In the records below, find the line containing "Exercise. Locate the butterfly head", then extract that line and all subsequent lines exactly, leaving out everything else.

**Input rows**
◆ ◆ ◆ ◆

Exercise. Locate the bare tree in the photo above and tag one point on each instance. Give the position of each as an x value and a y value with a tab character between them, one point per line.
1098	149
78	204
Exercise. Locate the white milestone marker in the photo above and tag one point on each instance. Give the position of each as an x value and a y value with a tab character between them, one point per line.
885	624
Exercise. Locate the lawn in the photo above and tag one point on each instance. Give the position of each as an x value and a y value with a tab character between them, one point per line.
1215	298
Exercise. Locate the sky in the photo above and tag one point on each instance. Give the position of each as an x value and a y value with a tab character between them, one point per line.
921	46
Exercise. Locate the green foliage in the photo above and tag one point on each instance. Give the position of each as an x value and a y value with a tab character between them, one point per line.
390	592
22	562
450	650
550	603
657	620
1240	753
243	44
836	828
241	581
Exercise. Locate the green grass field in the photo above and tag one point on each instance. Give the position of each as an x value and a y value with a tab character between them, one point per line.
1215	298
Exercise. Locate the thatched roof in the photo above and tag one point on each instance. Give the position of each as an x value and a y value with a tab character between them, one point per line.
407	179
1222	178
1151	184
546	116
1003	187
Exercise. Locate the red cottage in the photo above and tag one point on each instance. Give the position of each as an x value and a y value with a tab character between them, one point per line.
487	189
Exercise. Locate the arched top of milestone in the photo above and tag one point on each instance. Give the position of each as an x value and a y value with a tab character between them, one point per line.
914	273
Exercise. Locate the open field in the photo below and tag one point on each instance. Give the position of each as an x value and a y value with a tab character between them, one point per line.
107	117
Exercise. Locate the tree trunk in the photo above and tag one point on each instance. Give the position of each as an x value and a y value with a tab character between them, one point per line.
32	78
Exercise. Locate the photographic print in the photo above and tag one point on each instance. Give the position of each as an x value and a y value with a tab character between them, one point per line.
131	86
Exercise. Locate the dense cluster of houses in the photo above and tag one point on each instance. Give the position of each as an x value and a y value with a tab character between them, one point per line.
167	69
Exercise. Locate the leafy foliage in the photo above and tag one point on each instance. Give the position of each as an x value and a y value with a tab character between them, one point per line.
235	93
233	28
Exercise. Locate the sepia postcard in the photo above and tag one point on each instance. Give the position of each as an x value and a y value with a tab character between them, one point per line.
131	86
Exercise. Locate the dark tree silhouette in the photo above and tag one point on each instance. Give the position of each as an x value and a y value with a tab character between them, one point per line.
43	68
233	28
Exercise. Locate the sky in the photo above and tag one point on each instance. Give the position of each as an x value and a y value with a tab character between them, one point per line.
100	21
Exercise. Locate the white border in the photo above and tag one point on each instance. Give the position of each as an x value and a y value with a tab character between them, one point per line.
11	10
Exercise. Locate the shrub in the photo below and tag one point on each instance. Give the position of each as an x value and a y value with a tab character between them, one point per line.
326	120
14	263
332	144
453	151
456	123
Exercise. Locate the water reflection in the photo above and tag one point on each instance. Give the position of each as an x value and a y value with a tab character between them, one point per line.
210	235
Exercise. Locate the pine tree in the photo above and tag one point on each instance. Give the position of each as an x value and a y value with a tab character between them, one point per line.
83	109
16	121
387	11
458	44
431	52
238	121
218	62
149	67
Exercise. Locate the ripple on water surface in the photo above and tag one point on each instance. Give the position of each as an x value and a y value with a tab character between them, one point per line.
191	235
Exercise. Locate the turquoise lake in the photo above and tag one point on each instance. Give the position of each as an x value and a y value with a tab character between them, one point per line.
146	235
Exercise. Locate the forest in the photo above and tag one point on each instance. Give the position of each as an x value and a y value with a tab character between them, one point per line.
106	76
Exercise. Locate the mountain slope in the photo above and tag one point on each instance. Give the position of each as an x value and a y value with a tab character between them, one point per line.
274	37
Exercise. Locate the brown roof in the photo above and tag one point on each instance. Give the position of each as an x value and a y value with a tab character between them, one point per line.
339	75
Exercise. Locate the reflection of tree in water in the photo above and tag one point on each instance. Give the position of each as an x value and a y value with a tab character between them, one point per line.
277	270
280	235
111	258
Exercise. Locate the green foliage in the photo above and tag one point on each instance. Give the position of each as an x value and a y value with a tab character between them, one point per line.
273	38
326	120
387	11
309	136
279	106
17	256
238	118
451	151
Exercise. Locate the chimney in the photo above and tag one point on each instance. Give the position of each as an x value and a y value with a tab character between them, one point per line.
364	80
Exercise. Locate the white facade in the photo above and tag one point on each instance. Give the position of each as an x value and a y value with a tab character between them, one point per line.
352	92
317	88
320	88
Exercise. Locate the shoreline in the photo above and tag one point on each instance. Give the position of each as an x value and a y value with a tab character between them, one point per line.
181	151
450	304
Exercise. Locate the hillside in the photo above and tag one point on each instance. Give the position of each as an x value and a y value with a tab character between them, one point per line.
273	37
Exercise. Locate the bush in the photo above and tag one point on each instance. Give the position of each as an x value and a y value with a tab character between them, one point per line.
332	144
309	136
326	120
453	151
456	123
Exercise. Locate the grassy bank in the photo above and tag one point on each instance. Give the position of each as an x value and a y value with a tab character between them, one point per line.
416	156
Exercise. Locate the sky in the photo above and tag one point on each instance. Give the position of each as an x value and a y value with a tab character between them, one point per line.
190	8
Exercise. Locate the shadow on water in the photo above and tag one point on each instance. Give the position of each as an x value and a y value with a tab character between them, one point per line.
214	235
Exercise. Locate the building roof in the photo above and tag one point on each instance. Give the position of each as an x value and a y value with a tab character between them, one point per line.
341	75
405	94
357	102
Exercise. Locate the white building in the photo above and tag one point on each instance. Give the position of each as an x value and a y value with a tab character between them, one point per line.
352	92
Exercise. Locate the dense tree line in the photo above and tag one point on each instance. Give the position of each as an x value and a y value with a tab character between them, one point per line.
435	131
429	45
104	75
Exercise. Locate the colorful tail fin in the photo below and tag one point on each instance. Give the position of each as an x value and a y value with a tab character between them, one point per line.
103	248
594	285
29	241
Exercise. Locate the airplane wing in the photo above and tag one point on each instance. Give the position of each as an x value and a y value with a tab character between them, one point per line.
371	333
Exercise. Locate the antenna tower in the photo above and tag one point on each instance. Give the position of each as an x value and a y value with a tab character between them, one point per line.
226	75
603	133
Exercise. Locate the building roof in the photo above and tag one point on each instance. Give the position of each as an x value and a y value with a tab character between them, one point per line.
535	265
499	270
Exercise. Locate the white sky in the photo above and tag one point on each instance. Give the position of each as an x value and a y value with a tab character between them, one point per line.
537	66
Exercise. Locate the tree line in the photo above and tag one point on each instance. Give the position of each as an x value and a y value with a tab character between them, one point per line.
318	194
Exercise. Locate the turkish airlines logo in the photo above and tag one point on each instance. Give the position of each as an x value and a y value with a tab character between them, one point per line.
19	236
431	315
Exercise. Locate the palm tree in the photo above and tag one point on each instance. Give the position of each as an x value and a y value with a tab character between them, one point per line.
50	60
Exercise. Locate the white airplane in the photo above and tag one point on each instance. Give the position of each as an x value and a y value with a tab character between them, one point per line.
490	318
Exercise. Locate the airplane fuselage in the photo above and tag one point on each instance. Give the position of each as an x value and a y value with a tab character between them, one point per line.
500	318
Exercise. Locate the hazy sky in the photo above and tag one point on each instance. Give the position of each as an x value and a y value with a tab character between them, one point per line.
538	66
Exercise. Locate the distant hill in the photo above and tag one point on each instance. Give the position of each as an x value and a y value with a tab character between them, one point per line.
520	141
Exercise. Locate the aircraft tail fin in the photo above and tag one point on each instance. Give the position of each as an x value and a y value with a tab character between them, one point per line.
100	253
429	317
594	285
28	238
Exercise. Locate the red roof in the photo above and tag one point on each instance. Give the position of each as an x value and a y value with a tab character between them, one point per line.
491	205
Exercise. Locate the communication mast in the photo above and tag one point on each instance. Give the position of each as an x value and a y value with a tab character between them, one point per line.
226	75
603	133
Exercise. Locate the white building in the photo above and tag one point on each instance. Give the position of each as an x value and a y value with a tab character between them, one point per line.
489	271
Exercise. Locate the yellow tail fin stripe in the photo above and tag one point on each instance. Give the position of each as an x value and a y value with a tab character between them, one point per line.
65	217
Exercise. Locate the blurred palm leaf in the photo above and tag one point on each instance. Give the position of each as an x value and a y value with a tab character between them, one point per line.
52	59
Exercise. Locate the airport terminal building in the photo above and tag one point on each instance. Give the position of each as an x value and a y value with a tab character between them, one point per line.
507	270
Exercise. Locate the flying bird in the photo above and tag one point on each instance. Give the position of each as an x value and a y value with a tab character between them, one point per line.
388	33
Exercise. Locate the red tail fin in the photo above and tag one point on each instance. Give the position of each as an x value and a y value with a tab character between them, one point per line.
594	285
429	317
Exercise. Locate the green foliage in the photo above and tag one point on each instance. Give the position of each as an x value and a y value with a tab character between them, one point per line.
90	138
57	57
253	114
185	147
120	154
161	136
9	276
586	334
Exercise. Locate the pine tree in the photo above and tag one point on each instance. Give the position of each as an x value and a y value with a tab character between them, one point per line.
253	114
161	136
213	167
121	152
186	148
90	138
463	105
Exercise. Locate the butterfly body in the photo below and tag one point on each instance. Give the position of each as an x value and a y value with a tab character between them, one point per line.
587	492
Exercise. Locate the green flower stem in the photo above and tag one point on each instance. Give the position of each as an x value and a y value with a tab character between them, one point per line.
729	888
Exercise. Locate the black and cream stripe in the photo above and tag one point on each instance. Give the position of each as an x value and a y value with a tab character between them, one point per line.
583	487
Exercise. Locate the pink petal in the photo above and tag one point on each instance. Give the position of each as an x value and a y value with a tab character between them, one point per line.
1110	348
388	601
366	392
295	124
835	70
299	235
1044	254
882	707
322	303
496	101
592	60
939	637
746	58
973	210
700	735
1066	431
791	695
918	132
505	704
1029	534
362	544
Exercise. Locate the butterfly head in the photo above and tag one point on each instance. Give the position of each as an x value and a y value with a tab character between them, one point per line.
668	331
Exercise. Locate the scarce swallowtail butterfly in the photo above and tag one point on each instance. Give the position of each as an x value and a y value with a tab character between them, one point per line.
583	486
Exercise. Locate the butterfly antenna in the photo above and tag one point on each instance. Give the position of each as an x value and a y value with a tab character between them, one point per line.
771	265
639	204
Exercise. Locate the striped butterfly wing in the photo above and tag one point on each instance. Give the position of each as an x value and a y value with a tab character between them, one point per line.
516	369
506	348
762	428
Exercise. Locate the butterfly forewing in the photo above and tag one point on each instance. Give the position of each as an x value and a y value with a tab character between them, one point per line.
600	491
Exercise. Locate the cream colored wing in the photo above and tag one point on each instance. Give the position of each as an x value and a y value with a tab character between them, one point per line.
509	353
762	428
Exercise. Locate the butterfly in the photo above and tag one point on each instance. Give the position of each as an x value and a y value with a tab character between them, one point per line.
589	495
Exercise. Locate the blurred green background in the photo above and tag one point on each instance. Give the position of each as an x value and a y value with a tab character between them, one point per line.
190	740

◆ ◆ ◆ ◆

**Result for this task**
Exercise. Locate the butterfly head in the photo above and tag one point on each instance. Give the position of each as an x value and a y value with a tab character between them, one point per line.
668	331
Exercise. Locate the scarce swallowtail butterfly in the photo above and tag one point on each instance. Give the position of each as an x value and a y value with a tab character between them, one point per line.
583	486
Exercise. Locate the butterfly antenna in the photo above and tag one point on each instance. Give the position of each as an x value and a y value with a tab character between them, one point per line.
771	265
639	204
Exercise. Locate the striped butterfly wing in the photo above and tag one point on each instance. Give the position of each as an x value and a y value with a tab character between them, one point per line.
516	369
506	348
762	428
Exercise. Locate the butterfly forewing in the photo above and tag one point on each instance. Give the position of each as an x value and a y value with a tab character between them, one point per line.
600	491
Exercise. Locate the cream colored wing in the photo above and tag one point on each instance. Give the position of each as an x value and a y value with a tab character between them, one point per line.
509	353
762	428
Exercise. Locate the butterfly in the photo above and tag one point on each instance. Give the position of each as an x value and a y value with a tab character between them, one point per line.
589	495
Exercise. Locate the blurred green background in the photo above and tag one point on each instance. Give the position of each as an x value and a y value with a tab character between them, one point per line.
190	740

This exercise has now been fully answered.